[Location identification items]
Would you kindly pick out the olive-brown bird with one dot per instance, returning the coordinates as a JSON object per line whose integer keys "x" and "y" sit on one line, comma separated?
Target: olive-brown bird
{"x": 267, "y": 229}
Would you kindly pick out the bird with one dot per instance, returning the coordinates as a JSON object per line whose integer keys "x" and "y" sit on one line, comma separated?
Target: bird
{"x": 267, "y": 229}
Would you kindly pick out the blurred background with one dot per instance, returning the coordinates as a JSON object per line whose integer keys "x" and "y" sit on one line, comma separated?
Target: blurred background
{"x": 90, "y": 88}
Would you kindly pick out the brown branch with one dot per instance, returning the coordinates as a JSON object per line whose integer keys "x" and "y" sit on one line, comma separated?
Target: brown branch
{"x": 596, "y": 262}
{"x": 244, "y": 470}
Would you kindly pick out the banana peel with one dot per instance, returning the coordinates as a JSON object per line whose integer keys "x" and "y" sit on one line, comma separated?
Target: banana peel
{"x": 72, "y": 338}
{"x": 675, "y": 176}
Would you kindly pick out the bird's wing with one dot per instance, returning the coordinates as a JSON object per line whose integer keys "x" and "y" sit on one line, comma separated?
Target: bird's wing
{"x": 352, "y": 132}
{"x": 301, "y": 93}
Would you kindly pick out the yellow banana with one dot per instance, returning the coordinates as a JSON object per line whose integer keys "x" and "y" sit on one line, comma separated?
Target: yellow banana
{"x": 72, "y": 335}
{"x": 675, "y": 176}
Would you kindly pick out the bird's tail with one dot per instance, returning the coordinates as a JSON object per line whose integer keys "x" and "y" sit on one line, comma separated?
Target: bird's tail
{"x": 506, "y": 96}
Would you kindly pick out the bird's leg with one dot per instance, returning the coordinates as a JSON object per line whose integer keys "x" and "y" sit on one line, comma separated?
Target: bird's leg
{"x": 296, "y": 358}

AIM — Rewrite all of the records above, replacing "Target" with "Label" and leaving everything else as it is.

CORRECT ANSWER —
Would you kindly pick out the olive-brown bird with one dot per instance, returning the coordinates as a JSON object per line whose integer keys "x" and "y" sit on one line, comma separated?
Label: olive-brown bird
{"x": 267, "y": 229}
Would you kindly pick out the bird with one dot per instance, returning the coordinates as a JSON object per line whose integer keys "x" and "y" sit on one line, comma separated?
Label: bird
{"x": 267, "y": 229}
Would you kindly pick out the blurred background with one dot per instance, returning the coordinates as a JSON object per line whose integer keys "x" and "y" sit on one line, comma separated?
Label: blurred background
{"x": 90, "y": 88}
Would you kindly pick out the brown branch with one dot per instance, returning the coordinates as a JSON object per line whose integer keys "x" and "y" sit on one line, comma separated?
Label: brown branch
{"x": 596, "y": 262}
{"x": 244, "y": 470}
Would you kindly pick out the banana peel with one dot per instance, returning the coordinates as a JSON object per line whose integer keys "x" and "y" sit on one line, comma separated?
Label: banana peel
{"x": 72, "y": 338}
{"x": 675, "y": 176}
Would you kindly pick out the bird's wing with one dot per instance, returning the coordinates as a JSON object per line whose integer keys "x" and "y" sit on one line, comma separated?
Label: bird's wing
{"x": 352, "y": 132}
{"x": 301, "y": 93}
Would you kindly pick out the yellow banana with one dot per instance, returning the coordinates as a JSON object per line whose integer keys "x" and "y" sit on one line, comma separated?
Label: yellow banana
{"x": 72, "y": 335}
{"x": 675, "y": 176}
Would you kindly pick out the bird's tail with one dot per instance, returning the coordinates as a JSON object per line whose integer keys "x" and "y" sit on one line, comma separated?
Label: bird's tail
{"x": 506, "y": 96}
Would you kindly pick out the bird's leg with one dot per instance, returning the coordinates as a JSON object per line whose integer keys "x" and "y" sit on one line, comma separated?
Label: bird's leg
{"x": 296, "y": 358}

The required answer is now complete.